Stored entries
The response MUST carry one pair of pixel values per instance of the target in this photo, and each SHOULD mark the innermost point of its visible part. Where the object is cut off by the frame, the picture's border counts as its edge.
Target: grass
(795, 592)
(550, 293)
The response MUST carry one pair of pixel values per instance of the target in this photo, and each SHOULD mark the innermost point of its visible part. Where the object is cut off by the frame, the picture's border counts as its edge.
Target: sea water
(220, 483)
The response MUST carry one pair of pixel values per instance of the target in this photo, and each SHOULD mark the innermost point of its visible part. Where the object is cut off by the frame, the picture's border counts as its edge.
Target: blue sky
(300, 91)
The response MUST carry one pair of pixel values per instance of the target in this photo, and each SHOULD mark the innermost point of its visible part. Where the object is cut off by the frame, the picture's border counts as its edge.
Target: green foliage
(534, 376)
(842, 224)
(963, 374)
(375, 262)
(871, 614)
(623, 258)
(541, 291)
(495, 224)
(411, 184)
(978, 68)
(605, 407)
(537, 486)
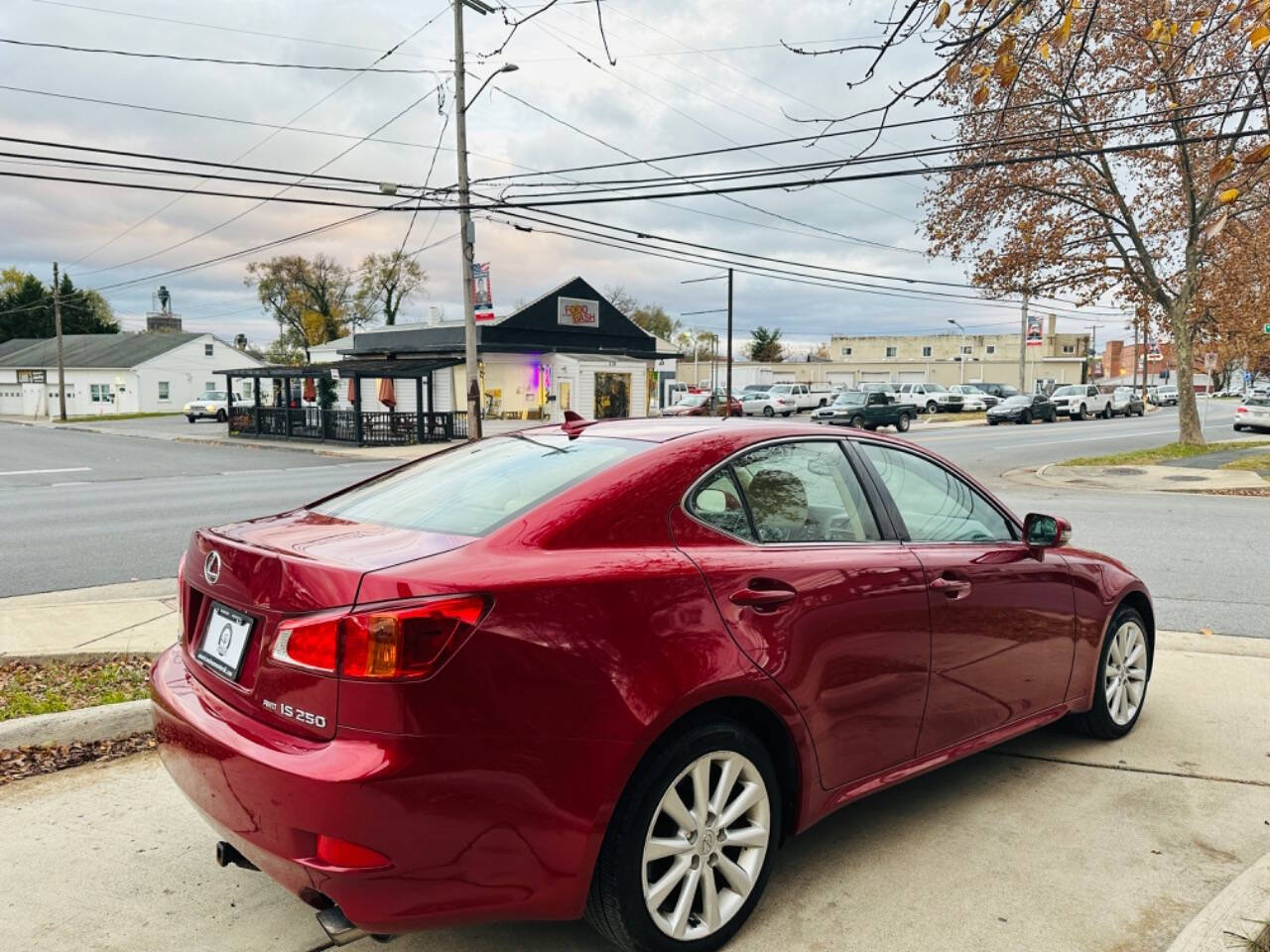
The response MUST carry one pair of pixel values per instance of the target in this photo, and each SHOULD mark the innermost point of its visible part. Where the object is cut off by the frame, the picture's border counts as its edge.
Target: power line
(276, 197)
(343, 85)
(855, 131)
(131, 54)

§ **What to work on**: Extract every line of the stored entries above, copying each one word for word, and omit the pictures from your output.

§ **Solution to the exercise**:
The response MUST carry one pair of pixel values per instance of the target in this photo, and each SHOULD mark the innermost point of its visible part. Where the object is cut off by the frame, the picture's border counts as its edge.
Target: grass
(795, 592)
(550, 293)
The response MUST carry one pair of pixel values per instance of the target in this photo, and each SHOULD mark the innermost point of its visible part. Where the object is cut off by the frame, the picture's border counts as its edge.
Target: sea water
(220, 483)
The response MUST carry one pair of pixel values per instance of the target in this photo, and each SHOULD mark the innermost point of its visible part. Where the object is cut off by the frame, the picture's border counts as its edge.
Target: blue sky
(300, 91)
The response MUST carry one pair of pixel values per instance of the target in this photo, and each SHOULD mark the innermost point of its visible part. Where the object is cut off by the frame, the picture's border counts as its edge.
Target: green foliage
(534, 376)
(842, 224)
(963, 374)
(375, 262)
(871, 614)
(623, 258)
(541, 291)
(495, 224)
(411, 184)
(978, 68)
(605, 407)
(537, 486)
The response MUST carry one pair of pixel values per instance of the target in this photo, and each SHOULD mark the innermost point of its visible part. Where the object is cut off by the frame, the picture's border counts as its edge.
Target: power line
(276, 197)
(343, 85)
(855, 131)
(131, 54)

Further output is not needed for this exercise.